* READING TEXT:
◆ ◆ ◆

Developed countries to raise $100bn annually in climate finance to support developing countries

Experts urge global partnership on climate change

ISLAMABAD: As Pakistan is the 8th most vulnerable country in the world in terms of climate change, Pakistan contributed only 1 percent to the worldwide greenhouse gas emission but it was 8th in the world in terms of climate vulnerability, the country needed to adopt nature-based approaches to be a part of the solution to climate change.
Keeping the rising climate issue, especially in the developing countries like Pakistan, the developed countries were supposed to raise at least $100 billion every year in climate finance.
These views were expressed by climate experts and practitioners during an event, ‘Pre-COP26 Dialogue’ organized by the Institute of Regional Studies (IRS) in collaboration with the Civil Society Coalition for Climate Change (CSCCC), the Sustainable Development Policy Institute (SDPI), and the Embassy of France here on Wednesday. The aim of the dialogue was sharing ideas on climate change in the run up to the 26th UN Climate Change Conference of the Parties (COP26) to be held in Glasgow from 31 October to 12 November.
They termed climate change a shared responsibility and urged the need for global partnership on the subject.
While addressing the event Special Assistant to the Prime Minister on Climate Chain Mr Malik Amin Aslam, said that for Pakistan, it is important to give the message at COP26 that despite being affected by climate change in an unjust manner, the country will adopt nature-based approaches to be a part of the solution to climate change.
Parliamentary Secretary for Foreign Affairs Ms Andleeb Abbas stated that climate was a priority of the Government of Pakistan and a personal focus of Prime Minister Imran Khan. She listed the ten billion tree tsunami, the switch to cleaner fuel, and introduction of an electric vehicle policy as some of the achievements of the government.

◆ ◆ ◆

Source records:
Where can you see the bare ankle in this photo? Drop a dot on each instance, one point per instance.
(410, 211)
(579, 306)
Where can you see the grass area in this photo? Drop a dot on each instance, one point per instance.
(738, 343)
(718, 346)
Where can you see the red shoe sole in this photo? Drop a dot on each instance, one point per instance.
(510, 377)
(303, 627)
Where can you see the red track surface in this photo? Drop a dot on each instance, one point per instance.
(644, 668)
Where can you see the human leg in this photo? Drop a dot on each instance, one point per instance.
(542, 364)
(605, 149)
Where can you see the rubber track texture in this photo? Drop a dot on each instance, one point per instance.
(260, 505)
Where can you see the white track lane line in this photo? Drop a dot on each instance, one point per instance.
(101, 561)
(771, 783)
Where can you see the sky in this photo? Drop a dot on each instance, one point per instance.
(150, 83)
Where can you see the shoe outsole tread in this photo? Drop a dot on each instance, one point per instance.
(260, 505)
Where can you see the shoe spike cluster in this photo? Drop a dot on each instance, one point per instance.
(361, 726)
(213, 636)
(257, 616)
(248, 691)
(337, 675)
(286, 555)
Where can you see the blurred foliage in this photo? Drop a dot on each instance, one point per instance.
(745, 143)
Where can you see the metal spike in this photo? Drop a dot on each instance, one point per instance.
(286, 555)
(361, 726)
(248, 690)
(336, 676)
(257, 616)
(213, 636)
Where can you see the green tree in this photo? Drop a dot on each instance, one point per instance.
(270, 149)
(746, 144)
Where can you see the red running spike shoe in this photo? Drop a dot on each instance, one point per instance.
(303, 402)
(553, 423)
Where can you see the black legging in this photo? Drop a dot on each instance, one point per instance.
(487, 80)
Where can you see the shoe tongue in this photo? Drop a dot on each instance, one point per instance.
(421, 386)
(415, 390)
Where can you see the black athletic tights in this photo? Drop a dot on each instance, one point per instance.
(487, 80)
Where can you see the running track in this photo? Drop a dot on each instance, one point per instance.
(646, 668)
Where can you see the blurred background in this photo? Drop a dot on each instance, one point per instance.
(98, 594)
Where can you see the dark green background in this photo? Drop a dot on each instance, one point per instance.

◆ ◆ ◆

* AIM OF THE TASK:
Answer these questions from the news report on climate change:
(a) What share of worldwide greenhouse gas emissions does the report say Pakistan contributed?
(b) In which city is COP26 to be held, and on what dates?
(c) What government achievements did Andleeb Abbas list?

* TASK OUTPUT:
(a) Only 1 percent.
(b) Glasgow, from 31 October to 12 November.
(c) The ten billion tree tsunami, the switch to cleaner fuel, and the introduction of an electric vehicle policy.